**DATA FOR THE TASK**
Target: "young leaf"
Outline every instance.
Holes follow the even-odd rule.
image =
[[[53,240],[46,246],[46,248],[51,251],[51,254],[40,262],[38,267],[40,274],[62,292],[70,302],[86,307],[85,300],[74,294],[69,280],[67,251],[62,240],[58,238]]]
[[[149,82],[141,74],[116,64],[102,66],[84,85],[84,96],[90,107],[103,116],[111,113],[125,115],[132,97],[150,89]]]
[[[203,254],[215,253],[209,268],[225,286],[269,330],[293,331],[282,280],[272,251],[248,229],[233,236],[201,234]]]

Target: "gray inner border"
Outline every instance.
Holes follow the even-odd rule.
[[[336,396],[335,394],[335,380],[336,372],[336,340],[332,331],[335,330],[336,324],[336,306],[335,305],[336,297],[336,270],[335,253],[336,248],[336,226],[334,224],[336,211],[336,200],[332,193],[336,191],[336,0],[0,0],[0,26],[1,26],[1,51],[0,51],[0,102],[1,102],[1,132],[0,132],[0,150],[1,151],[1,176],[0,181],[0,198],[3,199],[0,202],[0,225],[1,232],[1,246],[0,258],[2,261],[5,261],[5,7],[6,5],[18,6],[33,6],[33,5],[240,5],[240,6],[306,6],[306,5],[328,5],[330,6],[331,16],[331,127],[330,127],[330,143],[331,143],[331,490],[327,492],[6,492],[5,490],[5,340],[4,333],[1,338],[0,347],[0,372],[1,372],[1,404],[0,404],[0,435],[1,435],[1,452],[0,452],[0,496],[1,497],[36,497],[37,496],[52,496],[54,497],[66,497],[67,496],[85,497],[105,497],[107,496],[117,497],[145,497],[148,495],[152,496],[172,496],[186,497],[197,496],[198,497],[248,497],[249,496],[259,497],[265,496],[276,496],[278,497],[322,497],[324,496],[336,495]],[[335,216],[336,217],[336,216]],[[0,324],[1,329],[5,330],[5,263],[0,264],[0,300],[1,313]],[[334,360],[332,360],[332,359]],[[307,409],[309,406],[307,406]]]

**AIM OF THE EXERCISE**
Output every line above without altering anything.

**RESPONSE TO THE EXERCISE**
Target: "young leaf"
Outline every instance.
Holes follow the even-odd rule.
image =
[[[53,240],[46,246],[46,248],[51,251],[51,254],[40,262],[38,267],[40,274],[62,292],[70,302],[86,307],[85,300],[74,294],[69,280],[67,251],[62,240],[58,238]]]
[[[149,82],[141,74],[116,64],[102,66],[84,85],[84,96],[90,107],[103,116],[111,113],[125,115],[132,97],[150,89]]]
[[[203,254],[215,253],[209,268],[225,286],[269,330],[293,331],[282,280],[272,251],[248,229],[233,236],[201,234]]]

Target: "gray inner border"
Outline every instance.
Holes follow the even-odd rule.
[[[336,396],[335,394],[335,380],[336,372],[336,340],[332,331],[335,330],[336,324],[336,306],[335,305],[336,297],[336,270],[335,253],[336,248],[336,226],[334,224],[336,211],[336,200],[332,193],[336,191],[336,0],[0,0],[0,26],[1,26],[1,51],[0,51],[0,102],[1,102],[1,132],[0,132],[0,150],[1,151],[1,176],[0,181],[0,198],[3,199],[0,202],[0,225],[1,232],[1,246],[0,258],[2,261],[5,261],[5,7],[6,5],[18,6],[33,6],[33,5],[240,5],[240,6],[306,6],[306,5],[328,5],[330,6],[331,16],[331,127],[330,127],[330,143],[331,143],[331,490],[327,492],[6,492],[5,490],[5,340],[4,333],[1,338],[0,347],[0,372],[1,372],[1,404],[0,404],[0,435],[1,435],[1,452],[0,452],[0,496],[1,497],[36,497],[37,496],[52,496],[54,497],[66,497],[67,496],[85,497],[105,497],[107,496],[117,497],[145,497],[148,495],[152,496],[172,496],[186,497],[197,496],[198,497],[248,497],[249,496],[259,497],[265,496],[276,496],[278,497],[322,497],[324,496],[336,495]],[[335,216],[336,217],[336,216]],[[0,324],[1,329],[5,330],[5,263],[0,264],[0,300],[1,313]],[[334,360],[332,360],[332,359]],[[307,409],[309,406],[307,406]]]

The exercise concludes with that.